> Written task
Convert the lines of the records below into a Markdown table, starting at the line that contains "Might I ask you to point at the player's hand" and ending at the line that contains "point(84, 213)". Use two columns, Number for each row's position and Entry for the line itself, and leave out any blank lines.

> Task material

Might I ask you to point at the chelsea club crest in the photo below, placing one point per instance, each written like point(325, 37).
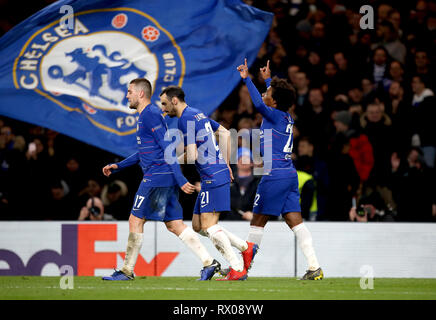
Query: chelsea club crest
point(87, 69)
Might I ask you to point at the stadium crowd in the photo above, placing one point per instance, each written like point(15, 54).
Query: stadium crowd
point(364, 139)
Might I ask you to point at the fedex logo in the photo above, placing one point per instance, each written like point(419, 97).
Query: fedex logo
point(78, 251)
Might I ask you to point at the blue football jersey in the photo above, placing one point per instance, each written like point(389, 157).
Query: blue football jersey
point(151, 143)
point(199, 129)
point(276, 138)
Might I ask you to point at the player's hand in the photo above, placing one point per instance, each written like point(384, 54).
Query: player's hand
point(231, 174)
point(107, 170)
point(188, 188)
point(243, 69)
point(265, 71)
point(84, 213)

==

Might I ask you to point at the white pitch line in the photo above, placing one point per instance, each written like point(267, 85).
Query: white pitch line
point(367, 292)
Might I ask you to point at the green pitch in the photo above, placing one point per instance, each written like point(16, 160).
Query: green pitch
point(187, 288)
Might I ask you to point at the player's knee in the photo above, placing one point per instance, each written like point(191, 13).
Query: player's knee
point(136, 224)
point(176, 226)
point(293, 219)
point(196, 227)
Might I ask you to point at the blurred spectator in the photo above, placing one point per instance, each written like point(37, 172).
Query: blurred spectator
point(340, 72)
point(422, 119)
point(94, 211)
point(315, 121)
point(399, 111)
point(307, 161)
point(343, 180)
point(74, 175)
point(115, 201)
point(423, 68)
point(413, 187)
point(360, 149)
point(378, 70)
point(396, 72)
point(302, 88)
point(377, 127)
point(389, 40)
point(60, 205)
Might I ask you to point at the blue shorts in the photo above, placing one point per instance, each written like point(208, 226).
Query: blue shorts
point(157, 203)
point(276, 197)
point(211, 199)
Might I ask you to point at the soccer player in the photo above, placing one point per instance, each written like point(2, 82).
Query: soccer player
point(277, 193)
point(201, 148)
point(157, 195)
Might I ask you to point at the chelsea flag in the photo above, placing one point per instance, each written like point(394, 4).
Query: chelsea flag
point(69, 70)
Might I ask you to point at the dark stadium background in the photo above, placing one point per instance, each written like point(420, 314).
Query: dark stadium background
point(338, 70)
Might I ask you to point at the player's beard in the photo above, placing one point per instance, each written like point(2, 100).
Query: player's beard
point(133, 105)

> Output for this exercise
| Number | Entry |
|---|---|
| 1 | Might I ask you to point at the player's hand in the photo above, placing one point per instance, each written like point(384, 54). |
| 2 | Query: player's hand |
| 3 | point(231, 174) |
| 4 | point(107, 170) |
| 5 | point(188, 188) |
| 6 | point(243, 69) |
| 7 | point(265, 71) |
| 8 | point(84, 213) |